EXERCISE DETAILS:
Count the lines in the records below that contain the string "frame" with matching case, and reply with the number only.
— Start AVAILABLE DATA —
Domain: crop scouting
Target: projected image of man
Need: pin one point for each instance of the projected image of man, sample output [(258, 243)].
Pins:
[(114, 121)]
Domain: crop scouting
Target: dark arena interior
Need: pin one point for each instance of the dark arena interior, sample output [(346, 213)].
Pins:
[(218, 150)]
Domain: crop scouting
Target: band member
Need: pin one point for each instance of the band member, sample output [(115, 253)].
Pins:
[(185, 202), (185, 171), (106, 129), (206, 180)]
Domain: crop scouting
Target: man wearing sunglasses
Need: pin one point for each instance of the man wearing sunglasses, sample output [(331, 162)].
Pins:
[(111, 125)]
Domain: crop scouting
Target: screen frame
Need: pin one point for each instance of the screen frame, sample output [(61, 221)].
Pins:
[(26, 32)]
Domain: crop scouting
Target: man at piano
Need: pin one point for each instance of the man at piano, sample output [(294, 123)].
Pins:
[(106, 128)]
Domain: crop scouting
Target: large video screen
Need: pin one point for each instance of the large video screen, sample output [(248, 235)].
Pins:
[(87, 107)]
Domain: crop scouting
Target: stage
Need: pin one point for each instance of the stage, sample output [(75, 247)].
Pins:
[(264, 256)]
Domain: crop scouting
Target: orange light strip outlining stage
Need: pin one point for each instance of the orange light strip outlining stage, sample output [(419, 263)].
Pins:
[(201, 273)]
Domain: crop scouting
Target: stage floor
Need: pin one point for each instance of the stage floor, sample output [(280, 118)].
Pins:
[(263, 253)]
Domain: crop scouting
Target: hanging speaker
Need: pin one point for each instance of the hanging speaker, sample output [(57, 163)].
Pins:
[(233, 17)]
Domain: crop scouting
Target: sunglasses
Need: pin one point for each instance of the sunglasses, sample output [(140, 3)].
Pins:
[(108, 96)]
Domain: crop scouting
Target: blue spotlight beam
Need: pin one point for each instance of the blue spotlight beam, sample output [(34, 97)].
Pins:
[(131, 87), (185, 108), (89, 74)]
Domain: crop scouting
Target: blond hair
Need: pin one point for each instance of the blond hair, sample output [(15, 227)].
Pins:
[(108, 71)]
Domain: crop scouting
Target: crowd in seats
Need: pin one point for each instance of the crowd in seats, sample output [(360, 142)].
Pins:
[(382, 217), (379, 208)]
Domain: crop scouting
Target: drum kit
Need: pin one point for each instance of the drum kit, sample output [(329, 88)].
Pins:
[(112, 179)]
— End AVAILABLE DATA —
— Start AVAILABLE DATA —
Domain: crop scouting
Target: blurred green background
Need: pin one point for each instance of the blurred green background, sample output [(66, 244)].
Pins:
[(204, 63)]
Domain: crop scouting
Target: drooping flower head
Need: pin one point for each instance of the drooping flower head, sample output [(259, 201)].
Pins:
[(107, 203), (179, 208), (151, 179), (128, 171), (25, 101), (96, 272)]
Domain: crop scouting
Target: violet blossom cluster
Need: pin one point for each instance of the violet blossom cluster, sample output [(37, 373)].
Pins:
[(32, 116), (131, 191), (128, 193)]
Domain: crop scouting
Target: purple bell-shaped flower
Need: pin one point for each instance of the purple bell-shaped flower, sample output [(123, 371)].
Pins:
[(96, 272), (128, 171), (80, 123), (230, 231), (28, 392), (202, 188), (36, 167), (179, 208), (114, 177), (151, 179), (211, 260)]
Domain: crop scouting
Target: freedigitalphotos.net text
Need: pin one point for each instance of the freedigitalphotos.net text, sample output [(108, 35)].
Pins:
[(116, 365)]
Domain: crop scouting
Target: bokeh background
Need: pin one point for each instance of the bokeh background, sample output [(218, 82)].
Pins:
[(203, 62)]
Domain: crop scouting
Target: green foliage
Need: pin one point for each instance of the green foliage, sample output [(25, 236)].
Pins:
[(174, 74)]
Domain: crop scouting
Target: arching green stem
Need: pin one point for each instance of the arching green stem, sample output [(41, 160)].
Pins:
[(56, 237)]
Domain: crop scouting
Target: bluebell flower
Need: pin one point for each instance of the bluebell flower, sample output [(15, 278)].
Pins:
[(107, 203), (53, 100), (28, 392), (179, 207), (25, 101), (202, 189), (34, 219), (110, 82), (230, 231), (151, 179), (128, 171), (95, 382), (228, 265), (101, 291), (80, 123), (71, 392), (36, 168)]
— End AVAILABLE DATA —
FULL SOLUTION:
2